- [Directions]:
Copy out every line in the stretch from the line containing "Target: cardigan pocket" through the line containing "(1184, 480)", offsetting each coordinate value by adding 122 to it. Leave the pictures out of your copy.

------

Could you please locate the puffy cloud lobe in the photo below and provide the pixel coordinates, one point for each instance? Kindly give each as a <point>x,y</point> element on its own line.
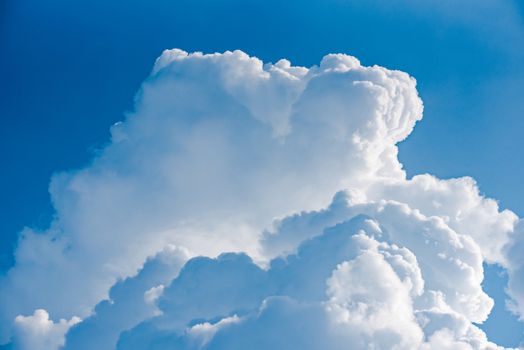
<point>346,286</point>
<point>217,147</point>
<point>38,332</point>
<point>130,302</point>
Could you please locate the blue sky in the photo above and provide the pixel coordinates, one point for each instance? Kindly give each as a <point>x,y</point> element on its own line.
<point>70,69</point>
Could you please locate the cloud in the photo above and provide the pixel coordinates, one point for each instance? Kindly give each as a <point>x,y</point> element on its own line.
<point>345,286</point>
<point>38,332</point>
<point>283,184</point>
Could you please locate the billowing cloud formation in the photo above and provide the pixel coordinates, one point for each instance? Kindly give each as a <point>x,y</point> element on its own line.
<point>242,163</point>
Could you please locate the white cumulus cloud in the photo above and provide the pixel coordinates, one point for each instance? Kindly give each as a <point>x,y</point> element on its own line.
<point>283,184</point>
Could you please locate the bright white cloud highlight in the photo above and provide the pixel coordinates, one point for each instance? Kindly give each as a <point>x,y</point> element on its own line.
<point>297,169</point>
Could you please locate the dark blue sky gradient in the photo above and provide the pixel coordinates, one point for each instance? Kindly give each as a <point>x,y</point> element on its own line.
<point>69,69</point>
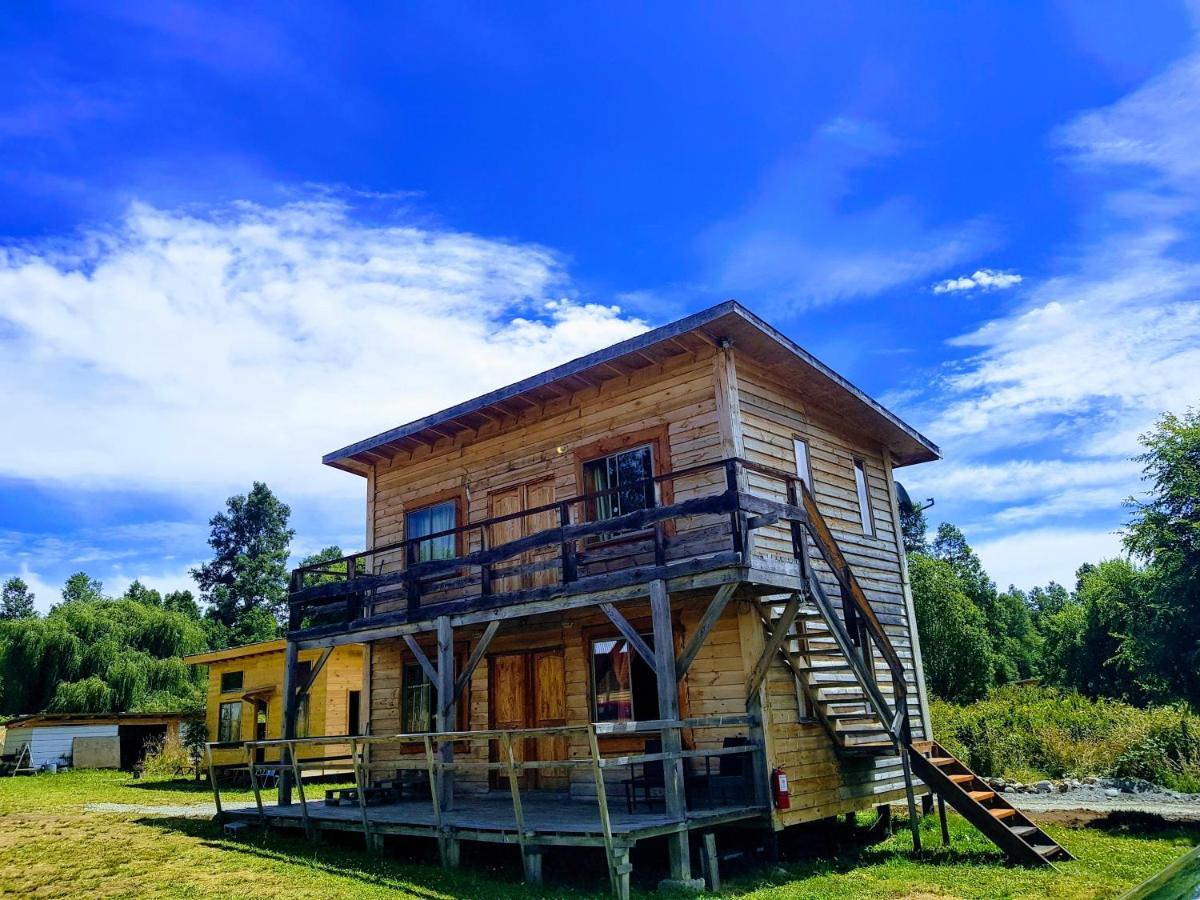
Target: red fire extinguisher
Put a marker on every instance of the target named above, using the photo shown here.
(779, 787)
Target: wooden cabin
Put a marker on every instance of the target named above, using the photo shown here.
(631, 597)
(245, 691)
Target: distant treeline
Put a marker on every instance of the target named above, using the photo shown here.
(94, 653)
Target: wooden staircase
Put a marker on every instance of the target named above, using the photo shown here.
(989, 811)
(855, 684)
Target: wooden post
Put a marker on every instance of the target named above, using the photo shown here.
(291, 702)
(447, 708)
(672, 737)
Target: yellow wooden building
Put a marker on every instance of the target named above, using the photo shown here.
(245, 697)
(657, 591)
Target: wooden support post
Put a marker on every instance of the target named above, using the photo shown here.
(447, 712)
(291, 702)
(709, 862)
(213, 780)
(672, 737)
(703, 629)
(913, 821)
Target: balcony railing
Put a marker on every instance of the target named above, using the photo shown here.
(701, 521)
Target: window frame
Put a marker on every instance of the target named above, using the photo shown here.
(805, 472)
(231, 673)
(863, 491)
(235, 721)
(423, 504)
(635, 659)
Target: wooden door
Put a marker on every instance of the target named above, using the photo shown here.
(528, 690)
(520, 498)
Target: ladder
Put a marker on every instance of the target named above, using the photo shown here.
(855, 684)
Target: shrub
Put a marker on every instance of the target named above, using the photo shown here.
(1026, 731)
(167, 759)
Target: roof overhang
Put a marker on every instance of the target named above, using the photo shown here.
(729, 321)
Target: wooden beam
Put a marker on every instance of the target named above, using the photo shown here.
(421, 659)
(672, 739)
(481, 646)
(712, 615)
(630, 634)
(778, 636)
(445, 719)
(316, 671)
(291, 702)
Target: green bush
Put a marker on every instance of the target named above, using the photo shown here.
(1032, 731)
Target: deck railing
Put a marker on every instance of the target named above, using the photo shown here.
(701, 519)
(437, 769)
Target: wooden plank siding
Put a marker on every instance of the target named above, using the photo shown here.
(773, 415)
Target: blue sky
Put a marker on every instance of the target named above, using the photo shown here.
(232, 239)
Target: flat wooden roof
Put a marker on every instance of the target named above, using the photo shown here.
(729, 321)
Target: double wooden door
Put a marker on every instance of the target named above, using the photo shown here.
(539, 565)
(528, 690)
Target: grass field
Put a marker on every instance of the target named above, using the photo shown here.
(52, 846)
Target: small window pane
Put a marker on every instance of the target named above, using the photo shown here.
(864, 499)
(621, 474)
(418, 703)
(229, 721)
(431, 520)
(231, 682)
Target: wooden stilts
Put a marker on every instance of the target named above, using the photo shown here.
(672, 738)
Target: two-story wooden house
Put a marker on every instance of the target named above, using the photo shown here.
(657, 591)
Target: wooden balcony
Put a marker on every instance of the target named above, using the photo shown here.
(701, 523)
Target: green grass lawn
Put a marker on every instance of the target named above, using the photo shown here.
(52, 846)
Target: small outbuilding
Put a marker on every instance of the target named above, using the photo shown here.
(88, 741)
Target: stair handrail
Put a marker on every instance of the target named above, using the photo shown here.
(815, 525)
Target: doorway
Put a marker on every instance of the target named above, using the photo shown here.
(519, 498)
(528, 690)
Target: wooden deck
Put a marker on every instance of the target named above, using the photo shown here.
(550, 820)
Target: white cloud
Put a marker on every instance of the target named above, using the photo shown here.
(1033, 557)
(197, 352)
(982, 279)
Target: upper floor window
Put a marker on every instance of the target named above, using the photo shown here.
(803, 465)
(431, 520)
(864, 498)
(618, 475)
(231, 682)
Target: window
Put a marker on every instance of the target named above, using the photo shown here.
(864, 498)
(431, 520)
(231, 682)
(417, 712)
(353, 713)
(803, 466)
(624, 688)
(616, 472)
(229, 721)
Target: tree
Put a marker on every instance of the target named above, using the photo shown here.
(1164, 532)
(81, 587)
(16, 600)
(913, 528)
(954, 640)
(246, 582)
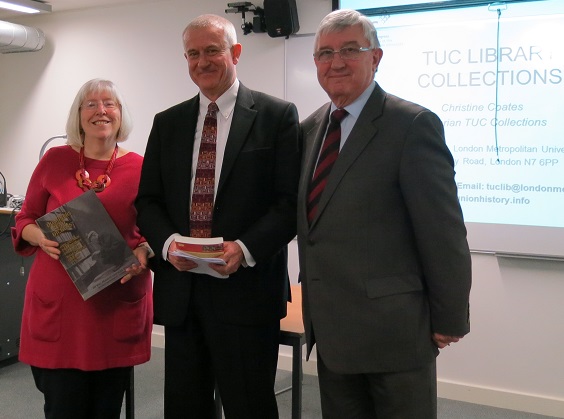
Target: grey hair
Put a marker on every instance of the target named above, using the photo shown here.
(75, 133)
(207, 21)
(342, 19)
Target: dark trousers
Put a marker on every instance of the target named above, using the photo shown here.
(72, 394)
(390, 395)
(241, 359)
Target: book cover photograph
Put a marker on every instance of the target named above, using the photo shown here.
(93, 251)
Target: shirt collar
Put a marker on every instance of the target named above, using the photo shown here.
(356, 107)
(225, 103)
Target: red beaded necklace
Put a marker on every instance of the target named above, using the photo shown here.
(99, 184)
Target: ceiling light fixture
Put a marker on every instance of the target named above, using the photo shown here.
(25, 6)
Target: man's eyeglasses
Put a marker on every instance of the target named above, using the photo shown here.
(91, 105)
(208, 53)
(346, 53)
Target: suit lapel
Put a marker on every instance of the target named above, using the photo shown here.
(182, 151)
(314, 139)
(363, 132)
(243, 119)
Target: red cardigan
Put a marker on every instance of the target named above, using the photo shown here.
(59, 329)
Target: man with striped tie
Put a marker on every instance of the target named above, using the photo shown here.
(222, 164)
(384, 263)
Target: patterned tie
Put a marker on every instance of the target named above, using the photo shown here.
(327, 157)
(201, 210)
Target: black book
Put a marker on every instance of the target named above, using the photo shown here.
(93, 251)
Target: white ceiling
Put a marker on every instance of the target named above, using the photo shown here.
(62, 5)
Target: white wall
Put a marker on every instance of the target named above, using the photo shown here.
(513, 356)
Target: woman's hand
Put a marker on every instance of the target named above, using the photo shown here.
(142, 253)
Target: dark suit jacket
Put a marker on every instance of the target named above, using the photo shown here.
(385, 262)
(255, 203)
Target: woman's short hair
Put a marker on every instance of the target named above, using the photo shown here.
(75, 133)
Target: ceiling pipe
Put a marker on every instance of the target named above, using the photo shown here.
(19, 38)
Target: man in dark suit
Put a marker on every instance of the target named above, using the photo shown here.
(222, 330)
(384, 262)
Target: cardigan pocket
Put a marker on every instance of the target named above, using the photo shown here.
(45, 319)
(130, 320)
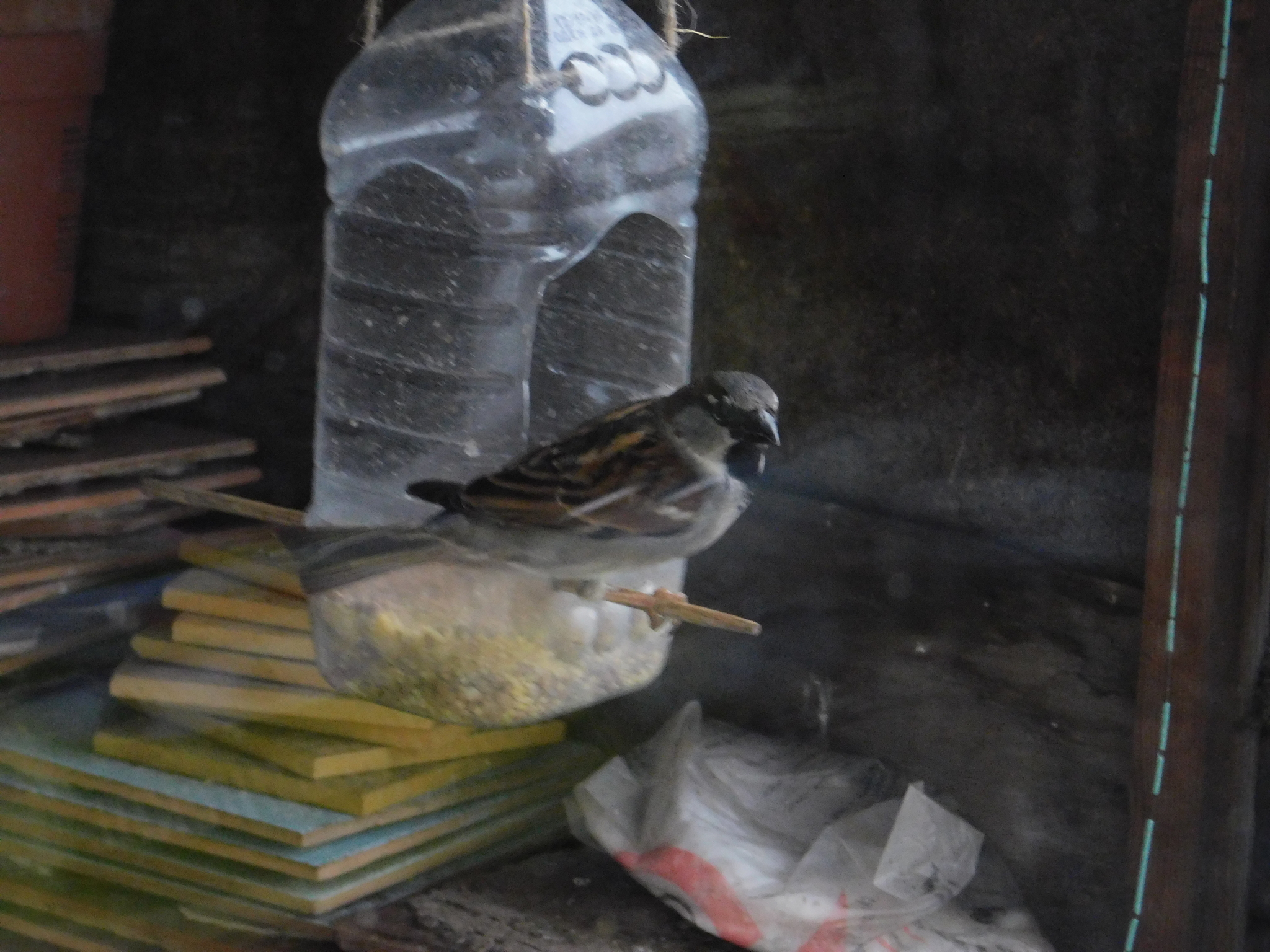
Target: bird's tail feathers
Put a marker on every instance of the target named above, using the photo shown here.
(447, 495)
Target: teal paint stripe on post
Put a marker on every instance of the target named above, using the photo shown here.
(1217, 120)
(1133, 936)
(1203, 230)
(1142, 867)
(1184, 480)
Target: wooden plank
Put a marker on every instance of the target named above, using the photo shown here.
(252, 555)
(97, 495)
(94, 347)
(116, 521)
(211, 593)
(318, 756)
(58, 644)
(24, 430)
(1204, 615)
(158, 645)
(51, 736)
(48, 563)
(61, 933)
(314, 863)
(244, 697)
(138, 447)
(144, 881)
(266, 886)
(210, 631)
(42, 394)
(126, 915)
(216, 907)
(168, 748)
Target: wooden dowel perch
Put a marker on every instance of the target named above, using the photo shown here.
(223, 503)
(659, 606)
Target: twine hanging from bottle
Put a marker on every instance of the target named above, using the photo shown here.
(671, 32)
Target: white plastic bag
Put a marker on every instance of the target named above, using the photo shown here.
(781, 848)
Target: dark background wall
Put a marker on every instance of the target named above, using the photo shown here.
(940, 229)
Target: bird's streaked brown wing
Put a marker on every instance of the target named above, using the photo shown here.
(614, 474)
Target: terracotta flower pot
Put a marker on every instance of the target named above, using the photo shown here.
(47, 83)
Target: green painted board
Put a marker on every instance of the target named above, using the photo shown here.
(51, 738)
(316, 863)
(51, 932)
(126, 915)
(265, 886)
(231, 909)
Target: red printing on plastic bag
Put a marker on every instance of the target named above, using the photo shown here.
(704, 884)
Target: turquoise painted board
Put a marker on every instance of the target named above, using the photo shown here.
(318, 863)
(51, 738)
(286, 892)
(231, 908)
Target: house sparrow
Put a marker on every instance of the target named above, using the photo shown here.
(641, 485)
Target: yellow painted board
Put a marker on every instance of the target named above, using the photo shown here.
(286, 892)
(166, 747)
(210, 631)
(158, 645)
(246, 697)
(50, 738)
(211, 593)
(321, 756)
(253, 555)
(122, 913)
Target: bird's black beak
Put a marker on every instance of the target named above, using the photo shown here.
(760, 428)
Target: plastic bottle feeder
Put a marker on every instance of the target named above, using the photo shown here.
(510, 253)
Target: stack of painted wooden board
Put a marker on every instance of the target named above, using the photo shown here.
(226, 792)
(73, 454)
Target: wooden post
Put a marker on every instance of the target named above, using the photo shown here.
(1206, 610)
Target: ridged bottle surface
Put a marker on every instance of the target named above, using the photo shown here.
(510, 247)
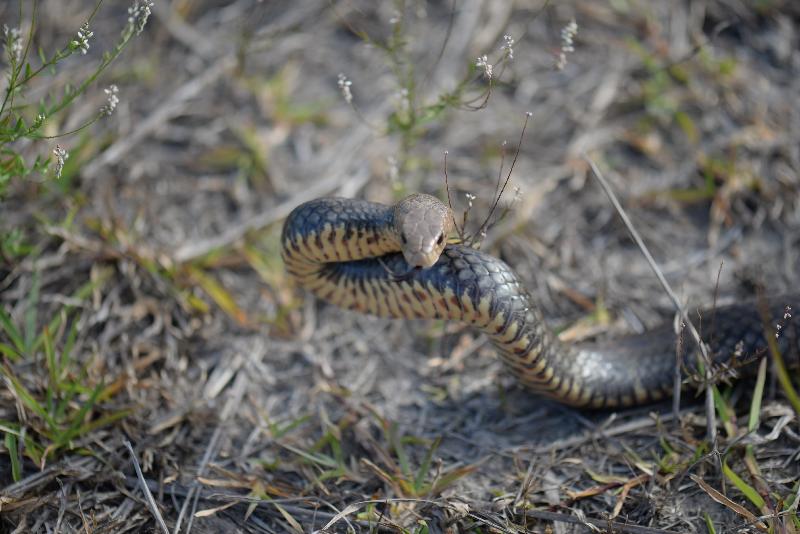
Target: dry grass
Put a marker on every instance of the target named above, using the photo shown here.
(152, 307)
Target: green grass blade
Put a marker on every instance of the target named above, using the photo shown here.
(31, 314)
(746, 489)
(758, 395)
(8, 350)
(11, 331)
(16, 467)
(422, 472)
(28, 399)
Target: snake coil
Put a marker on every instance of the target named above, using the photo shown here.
(345, 251)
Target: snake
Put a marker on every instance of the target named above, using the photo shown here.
(397, 261)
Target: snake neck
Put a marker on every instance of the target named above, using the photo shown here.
(333, 230)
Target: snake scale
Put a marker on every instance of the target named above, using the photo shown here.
(394, 261)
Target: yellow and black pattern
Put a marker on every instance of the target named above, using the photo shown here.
(346, 252)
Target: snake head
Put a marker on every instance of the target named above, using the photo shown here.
(422, 224)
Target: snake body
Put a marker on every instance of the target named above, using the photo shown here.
(351, 254)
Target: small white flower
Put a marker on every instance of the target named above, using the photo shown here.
(82, 42)
(508, 46)
(61, 156)
(344, 87)
(138, 14)
(13, 44)
(111, 100)
(483, 63)
(568, 33)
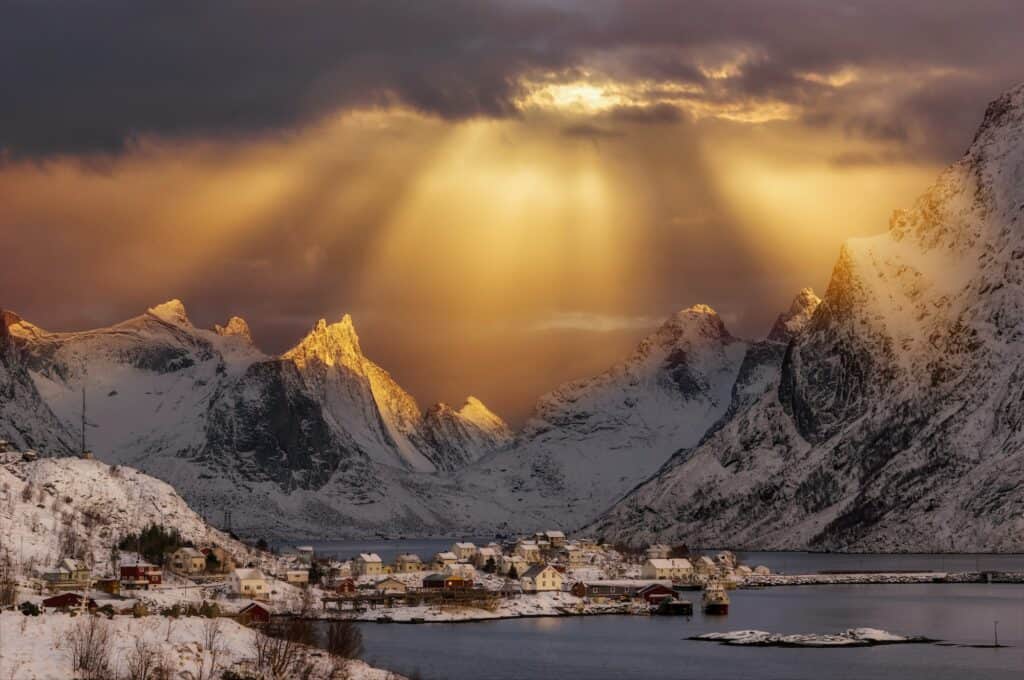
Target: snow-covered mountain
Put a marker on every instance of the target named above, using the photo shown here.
(897, 419)
(52, 507)
(591, 440)
(26, 421)
(317, 438)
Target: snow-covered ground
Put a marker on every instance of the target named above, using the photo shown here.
(47, 504)
(39, 647)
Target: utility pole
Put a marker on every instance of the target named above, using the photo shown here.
(83, 421)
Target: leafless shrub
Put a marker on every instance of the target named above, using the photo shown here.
(344, 639)
(211, 634)
(8, 591)
(90, 648)
(70, 543)
(208, 665)
(142, 662)
(282, 650)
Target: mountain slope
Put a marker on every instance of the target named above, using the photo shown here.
(896, 421)
(26, 421)
(52, 507)
(310, 440)
(591, 440)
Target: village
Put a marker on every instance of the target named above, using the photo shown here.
(84, 538)
(542, 575)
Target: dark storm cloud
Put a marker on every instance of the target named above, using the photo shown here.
(81, 77)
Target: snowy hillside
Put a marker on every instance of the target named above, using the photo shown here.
(895, 423)
(592, 440)
(322, 435)
(50, 506)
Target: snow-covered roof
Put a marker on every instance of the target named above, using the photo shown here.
(628, 583)
(537, 569)
(137, 561)
(249, 575)
(676, 563)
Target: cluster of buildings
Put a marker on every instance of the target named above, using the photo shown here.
(135, 572)
(659, 565)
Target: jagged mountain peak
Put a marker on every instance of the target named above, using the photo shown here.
(329, 343)
(172, 311)
(698, 325)
(476, 412)
(236, 327)
(795, 320)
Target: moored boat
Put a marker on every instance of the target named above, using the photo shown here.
(716, 600)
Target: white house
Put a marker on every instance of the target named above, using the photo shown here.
(464, 551)
(506, 563)
(368, 564)
(528, 550)
(658, 551)
(556, 539)
(706, 565)
(297, 577)
(541, 579)
(484, 554)
(467, 571)
(408, 562)
(390, 586)
(445, 559)
(249, 583)
(187, 561)
(675, 569)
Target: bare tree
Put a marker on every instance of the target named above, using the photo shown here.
(208, 665)
(90, 648)
(282, 650)
(344, 639)
(142, 662)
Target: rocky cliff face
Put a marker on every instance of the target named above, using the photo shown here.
(895, 422)
(591, 440)
(26, 421)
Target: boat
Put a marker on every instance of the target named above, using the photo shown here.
(670, 606)
(716, 600)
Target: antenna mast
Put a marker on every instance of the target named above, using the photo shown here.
(83, 421)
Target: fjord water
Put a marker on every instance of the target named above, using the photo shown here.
(779, 561)
(654, 648)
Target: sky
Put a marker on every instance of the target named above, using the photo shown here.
(504, 194)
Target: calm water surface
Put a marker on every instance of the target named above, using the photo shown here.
(785, 562)
(651, 648)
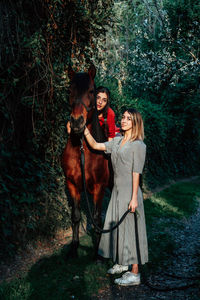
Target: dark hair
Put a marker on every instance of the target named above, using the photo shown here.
(103, 89)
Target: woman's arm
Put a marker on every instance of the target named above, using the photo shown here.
(134, 202)
(91, 141)
(111, 124)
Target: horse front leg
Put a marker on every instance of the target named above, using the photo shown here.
(98, 195)
(75, 218)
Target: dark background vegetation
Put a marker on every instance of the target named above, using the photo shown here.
(146, 52)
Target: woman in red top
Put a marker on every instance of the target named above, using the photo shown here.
(105, 114)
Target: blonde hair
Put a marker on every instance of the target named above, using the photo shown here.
(137, 124)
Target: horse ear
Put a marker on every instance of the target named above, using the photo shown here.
(71, 72)
(92, 71)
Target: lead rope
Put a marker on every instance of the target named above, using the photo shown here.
(85, 191)
(147, 283)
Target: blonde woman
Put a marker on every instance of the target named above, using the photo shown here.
(126, 245)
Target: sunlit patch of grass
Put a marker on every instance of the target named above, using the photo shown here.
(56, 277)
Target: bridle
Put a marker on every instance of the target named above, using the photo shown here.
(77, 101)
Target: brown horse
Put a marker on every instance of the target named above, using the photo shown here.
(83, 104)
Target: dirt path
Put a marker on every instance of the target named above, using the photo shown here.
(184, 263)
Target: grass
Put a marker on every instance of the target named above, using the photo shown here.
(54, 277)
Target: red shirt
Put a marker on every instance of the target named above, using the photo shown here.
(110, 122)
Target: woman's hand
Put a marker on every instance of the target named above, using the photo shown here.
(91, 141)
(133, 204)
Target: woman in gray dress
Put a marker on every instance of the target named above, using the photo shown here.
(126, 245)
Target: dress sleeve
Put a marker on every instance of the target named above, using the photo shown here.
(139, 154)
(111, 123)
(109, 146)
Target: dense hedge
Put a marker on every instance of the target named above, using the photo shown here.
(38, 41)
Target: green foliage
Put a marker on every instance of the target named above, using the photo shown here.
(38, 41)
(81, 278)
(153, 60)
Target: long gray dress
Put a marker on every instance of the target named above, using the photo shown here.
(128, 243)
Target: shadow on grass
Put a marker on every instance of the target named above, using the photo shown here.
(62, 277)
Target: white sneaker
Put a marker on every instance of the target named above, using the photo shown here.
(117, 269)
(128, 278)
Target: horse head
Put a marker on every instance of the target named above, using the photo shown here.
(82, 97)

------

- [Completed exercise]:
Target: cardigan pocket
Put a marker on every instance of the target named above, using the photo shown here.
(167, 441)
(252, 442)
Target: bird's tail feathers
Put a marker on every instance of the target named above, using the photo shown here.
(569, 617)
Target: teal paint stripe on post
Put a marker on every instance of the target named above, using the photo shown here.
(1339, 242)
(1255, 1058)
(1325, 352)
(1264, 989)
(1306, 602)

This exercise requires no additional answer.